Task material
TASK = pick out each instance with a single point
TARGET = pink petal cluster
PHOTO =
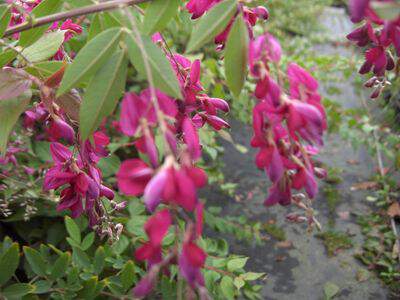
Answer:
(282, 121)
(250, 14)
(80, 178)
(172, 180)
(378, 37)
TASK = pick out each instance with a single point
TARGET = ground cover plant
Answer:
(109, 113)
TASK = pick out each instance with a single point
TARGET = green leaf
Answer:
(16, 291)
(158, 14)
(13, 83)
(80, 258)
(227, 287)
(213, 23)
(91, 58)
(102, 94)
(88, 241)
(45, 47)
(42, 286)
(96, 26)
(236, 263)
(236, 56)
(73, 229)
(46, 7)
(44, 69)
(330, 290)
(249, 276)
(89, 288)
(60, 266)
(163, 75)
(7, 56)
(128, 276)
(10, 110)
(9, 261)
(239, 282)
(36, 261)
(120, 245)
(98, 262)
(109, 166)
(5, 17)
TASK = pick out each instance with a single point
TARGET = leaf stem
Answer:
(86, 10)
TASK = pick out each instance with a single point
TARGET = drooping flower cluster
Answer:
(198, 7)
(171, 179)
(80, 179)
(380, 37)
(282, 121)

...

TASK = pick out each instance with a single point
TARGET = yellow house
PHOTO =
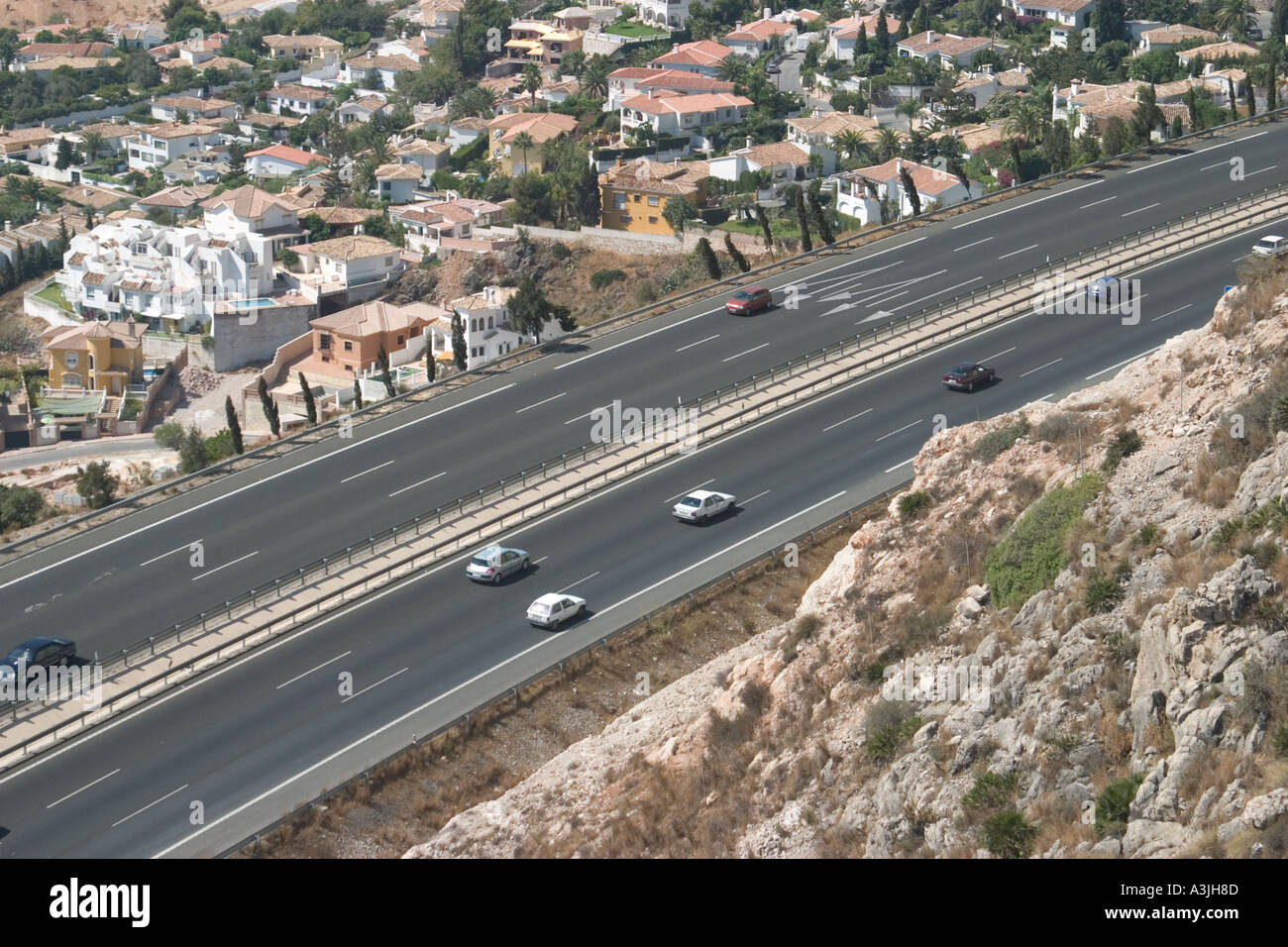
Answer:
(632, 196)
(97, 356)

What to work on
Please identify every line in the entries above that contains the string "TARGET", and copy each one.

Task output
TARGET = pink petal cluster
TARGET = ground cover plant
TARGET = green leaf
TARGET = leaf stem
TARGET = drooping flower cluster
TARGET = yellow house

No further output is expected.